Exercise objective -
Write out each record again exactly as it stands.

Extracted data -
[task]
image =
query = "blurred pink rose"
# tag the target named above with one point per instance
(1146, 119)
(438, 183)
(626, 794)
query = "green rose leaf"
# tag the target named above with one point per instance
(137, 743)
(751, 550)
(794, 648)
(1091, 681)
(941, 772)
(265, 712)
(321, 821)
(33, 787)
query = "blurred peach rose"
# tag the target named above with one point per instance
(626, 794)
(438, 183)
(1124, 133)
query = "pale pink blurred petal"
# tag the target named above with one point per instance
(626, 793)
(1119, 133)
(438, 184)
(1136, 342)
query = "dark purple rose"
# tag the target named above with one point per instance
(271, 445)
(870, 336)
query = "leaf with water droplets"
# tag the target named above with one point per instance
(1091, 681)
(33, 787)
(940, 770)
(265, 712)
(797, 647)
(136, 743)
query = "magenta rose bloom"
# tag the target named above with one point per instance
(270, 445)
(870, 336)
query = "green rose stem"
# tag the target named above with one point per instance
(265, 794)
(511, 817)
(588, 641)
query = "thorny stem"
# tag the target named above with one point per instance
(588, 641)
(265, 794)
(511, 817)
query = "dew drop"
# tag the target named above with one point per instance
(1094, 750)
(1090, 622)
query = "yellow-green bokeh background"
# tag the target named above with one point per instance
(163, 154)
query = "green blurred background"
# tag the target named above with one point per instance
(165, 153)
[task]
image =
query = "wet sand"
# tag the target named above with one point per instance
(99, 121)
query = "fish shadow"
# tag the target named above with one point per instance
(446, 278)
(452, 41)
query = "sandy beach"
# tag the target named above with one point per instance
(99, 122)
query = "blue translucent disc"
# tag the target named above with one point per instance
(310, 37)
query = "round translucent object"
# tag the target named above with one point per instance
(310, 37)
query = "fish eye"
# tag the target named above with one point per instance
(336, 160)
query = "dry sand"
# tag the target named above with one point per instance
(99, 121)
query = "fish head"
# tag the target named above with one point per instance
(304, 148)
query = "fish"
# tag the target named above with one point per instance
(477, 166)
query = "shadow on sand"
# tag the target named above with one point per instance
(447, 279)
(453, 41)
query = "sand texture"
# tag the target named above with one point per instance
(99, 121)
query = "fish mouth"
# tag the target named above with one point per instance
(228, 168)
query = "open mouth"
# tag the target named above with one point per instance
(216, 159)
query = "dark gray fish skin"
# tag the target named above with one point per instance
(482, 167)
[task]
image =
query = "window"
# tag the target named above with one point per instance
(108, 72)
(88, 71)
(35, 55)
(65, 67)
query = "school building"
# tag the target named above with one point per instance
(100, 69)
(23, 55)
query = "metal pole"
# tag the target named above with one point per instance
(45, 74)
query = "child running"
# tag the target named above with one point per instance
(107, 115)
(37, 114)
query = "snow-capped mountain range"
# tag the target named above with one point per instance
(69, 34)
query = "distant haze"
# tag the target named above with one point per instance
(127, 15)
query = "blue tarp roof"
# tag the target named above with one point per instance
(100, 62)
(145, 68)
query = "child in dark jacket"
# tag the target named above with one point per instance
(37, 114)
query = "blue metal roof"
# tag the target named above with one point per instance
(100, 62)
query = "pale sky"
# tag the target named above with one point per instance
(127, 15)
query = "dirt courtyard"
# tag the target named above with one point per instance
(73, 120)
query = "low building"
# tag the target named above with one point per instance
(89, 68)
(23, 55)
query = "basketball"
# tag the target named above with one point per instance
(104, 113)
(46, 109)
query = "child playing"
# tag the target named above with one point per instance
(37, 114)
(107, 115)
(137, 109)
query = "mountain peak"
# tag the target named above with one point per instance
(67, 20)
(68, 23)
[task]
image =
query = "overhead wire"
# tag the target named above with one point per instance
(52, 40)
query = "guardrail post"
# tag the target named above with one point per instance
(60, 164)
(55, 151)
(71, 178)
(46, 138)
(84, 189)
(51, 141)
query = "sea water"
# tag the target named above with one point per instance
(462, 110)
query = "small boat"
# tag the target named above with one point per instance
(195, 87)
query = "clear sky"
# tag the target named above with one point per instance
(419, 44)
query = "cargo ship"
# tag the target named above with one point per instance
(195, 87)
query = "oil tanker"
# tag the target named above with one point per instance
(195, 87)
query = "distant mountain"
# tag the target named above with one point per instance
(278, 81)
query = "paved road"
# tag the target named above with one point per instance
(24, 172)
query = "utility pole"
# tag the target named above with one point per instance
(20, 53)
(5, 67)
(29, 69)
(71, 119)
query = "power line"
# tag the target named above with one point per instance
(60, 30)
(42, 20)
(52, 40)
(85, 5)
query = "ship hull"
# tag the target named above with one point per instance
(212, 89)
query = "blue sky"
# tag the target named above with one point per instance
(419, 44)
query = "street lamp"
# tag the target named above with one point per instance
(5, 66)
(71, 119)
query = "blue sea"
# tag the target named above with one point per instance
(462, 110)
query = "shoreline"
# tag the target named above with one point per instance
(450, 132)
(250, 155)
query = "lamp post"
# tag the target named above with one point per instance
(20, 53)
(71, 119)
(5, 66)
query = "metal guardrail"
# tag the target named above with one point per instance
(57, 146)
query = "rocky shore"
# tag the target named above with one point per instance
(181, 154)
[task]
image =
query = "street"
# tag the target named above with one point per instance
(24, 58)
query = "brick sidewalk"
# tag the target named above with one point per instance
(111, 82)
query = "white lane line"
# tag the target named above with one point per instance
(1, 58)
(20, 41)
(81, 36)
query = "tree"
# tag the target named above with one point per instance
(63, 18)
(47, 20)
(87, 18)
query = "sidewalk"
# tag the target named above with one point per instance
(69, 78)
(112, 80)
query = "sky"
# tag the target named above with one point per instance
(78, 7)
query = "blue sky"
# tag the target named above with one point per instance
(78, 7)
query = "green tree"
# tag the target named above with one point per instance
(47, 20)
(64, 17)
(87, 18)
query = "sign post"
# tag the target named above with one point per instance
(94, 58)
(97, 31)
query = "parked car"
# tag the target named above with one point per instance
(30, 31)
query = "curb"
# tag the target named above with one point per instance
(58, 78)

Completed exercise -
[task]
image =
query = "blurred pink rose"
# tag the target named above with one point per instance
(1146, 119)
(438, 183)
(626, 794)
query = "green rose leaf"
# tag the target named above with one point per instance
(137, 743)
(751, 550)
(794, 648)
(1091, 681)
(941, 772)
(265, 712)
(321, 821)
(33, 787)
query = "blurred peach rose"
# tag the target named above with one point per instance
(626, 794)
(438, 183)
(1124, 133)
query = "pale pink blurred petal"
# tag the target named above with one point per instance
(626, 793)
(1119, 133)
(438, 184)
(1136, 342)
query = "dark purple rose"
# tag the target named above with one point per instance
(271, 445)
(870, 336)
query = "leaf with water droplets"
# tag the target named above with one point per instance
(1091, 681)
(33, 787)
(940, 770)
(265, 712)
(797, 647)
(136, 743)
query = "magenta rose bloom"
# tag the target named above with one point per instance
(270, 445)
(870, 336)
query = "green rose stem"
# tag the target named above with one point per instance
(265, 794)
(511, 817)
(588, 641)
query = "thorny stem"
# tag the target named above with one point per instance
(588, 641)
(265, 794)
(511, 817)
query = "dew drop"
# tag the target named above with one point per instance
(1094, 750)
(1090, 622)
query = "yellow-green bokeh background"
# tag the target named above with one point per instance
(163, 154)
query = "green blurred background"
# tag the target named above with one point per instance
(165, 153)
[task]
image =
query = "wet sand"
# tag the target named above with one point per instance
(99, 121)
query = "fish shadow"
# tag the target named above with one point per instance
(446, 278)
(452, 41)
query = "sandy beach"
# tag the target named above with one point per instance
(99, 122)
query = "blue translucent disc"
# tag the target named above with one point per instance
(310, 37)
query = "round translucent object"
# tag the target named above with one point per instance
(310, 37)
query = "fish eye"
# tag the target named above with one point per instance
(336, 160)
query = "dry sand"
# tag the target named above with one point per instance
(99, 121)
query = "fish head"
# tag the target named above with one point per instance
(304, 148)
query = "fish"
# tag the target named above with one point per instance
(477, 166)
query = "shadow on sand"
# tag the target named above with one point per instance
(447, 279)
(453, 41)
query = "sand texture"
# tag the target named above with one point per instance
(99, 121)
query = "fish mouth"
# tag the target named above with one point per instance
(228, 168)
query = "open mouth"
# tag the target named above with one point per instance
(216, 159)
query = "dark gray fish skin"
# tag the target named above with one point per instance
(482, 167)
[task]
image =
query = "window"
# tag the target named above with one point per instance
(108, 72)
(88, 71)
(35, 55)
(65, 67)
query = "school building"
# tag the target named above with one point per instance
(100, 69)
(23, 55)
query = "metal pole"
# tag the target named above with one point per instance
(45, 74)
query = "child running"
# tag the target named above with one point per instance
(107, 115)
(37, 114)
query = "snow-capped mountain range"
# tag the target named above with one point per instance
(69, 34)
query = "distant haze"
# tag the target named above with one point per instance
(127, 15)
query = "blue tarp roof"
# tag the target named above with one point per instance
(100, 62)
(145, 68)
query = "child in dark jacket"
# tag the target named above with one point per instance
(37, 114)
query = "blue metal roof"
# tag the target named above with one point per instance
(100, 62)
query = "pale sky"
# tag the target named above with one point per instance
(127, 15)
query = "dirt courtyard"
# tag the target named above with one point per instance
(73, 120)
query = "low building"
# tag the target named above with one point per instance
(89, 68)
(23, 55)
query = "basketball"
# tag the target named above with one point per instance
(104, 113)
(46, 109)
query = "child playing"
# tag the target named above with one point per instance
(37, 114)
(107, 115)
(137, 109)
query = "mountain peak"
# tag the target named above with one point per instance
(67, 20)
(68, 23)
[task]
image =
query = "overhead wire"
# tag the target named above with one point per instance
(52, 40)
query = "guardrail post"
# tag the target named above with one point per instance
(60, 164)
(55, 151)
(71, 178)
(46, 138)
(84, 189)
(51, 141)
query = "sea water"
# tag the target named above with one point per instance
(462, 110)
query = "small boat"
# tag the target named above with one point per instance
(195, 87)
query = "clear sky"
# tag the target named above with one point per instance
(419, 44)
query = "cargo ship"
# tag the target named above with one point per instance
(195, 87)
query = "oil tanker"
# tag the target named above with one point per instance
(195, 87)
query = "distant mountain"
# tag the target named above with one point per instance
(278, 81)
query = "paved road"
# tag the target named above with one point per instance
(24, 172)
query = "utility pole"
# tag the target named above with one point per instance
(20, 53)
(5, 67)
(29, 69)
(71, 119)
query = "power line"
# tag the target named above with one point per instance
(60, 30)
(42, 20)
(52, 40)
(85, 5)
query = "ship hull"
# tag the target named above with one point per instance
(212, 89)
query = "blue sky"
# tag the target named above with one point per instance
(419, 44)
query = "street lamp"
# tag the target named above with one point per instance
(5, 66)
(71, 119)
query = "blue sea"
# tag the target named above with one point per instance
(462, 110)
query = "shoreline"
# tag the target named above with one point per instance
(450, 132)
(250, 155)
query = "lamp post"
# tag the target named above with one point per instance
(20, 53)
(71, 119)
(5, 66)
query = "metal guardrail"
# tag the target named above with one point per instance
(57, 146)
query = "rocky shore"
# tag the target named above with one point per instance
(181, 154)
[task]
image =
query = "street"
# tag the target named above with one point per instance
(24, 58)
query = "brick sidewalk"
# tag the target named above with one point per instance
(111, 82)
query = "white lane line"
# tag the target named above with one point per instance
(1, 58)
(20, 41)
(81, 36)
query = "tree"
# tag the target named above with one point per instance
(63, 18)
(47, 20)
(87, 18)
query = "sidewalk"
# tag the target named above with one point per instance
(69, 78)
(112, 80)
query = "sky"
# tag the target named above with one point per instance
(78, 7)
query = "blue sky"
# tag the target named above with one point per instance
(78, 7)
query = "green tree"
# tag the target named above with one point per instance
(47, 20)
(64, 17)
(87, 18)
query = "sign post"
# tag the target named above with one point per instance
(94, 58)
(97, 31)
query = "parked car"
# tag the target named above with one point per instance
(30, 31)
query = "curb"
# tag the target named above with one point per instance
(58, 78)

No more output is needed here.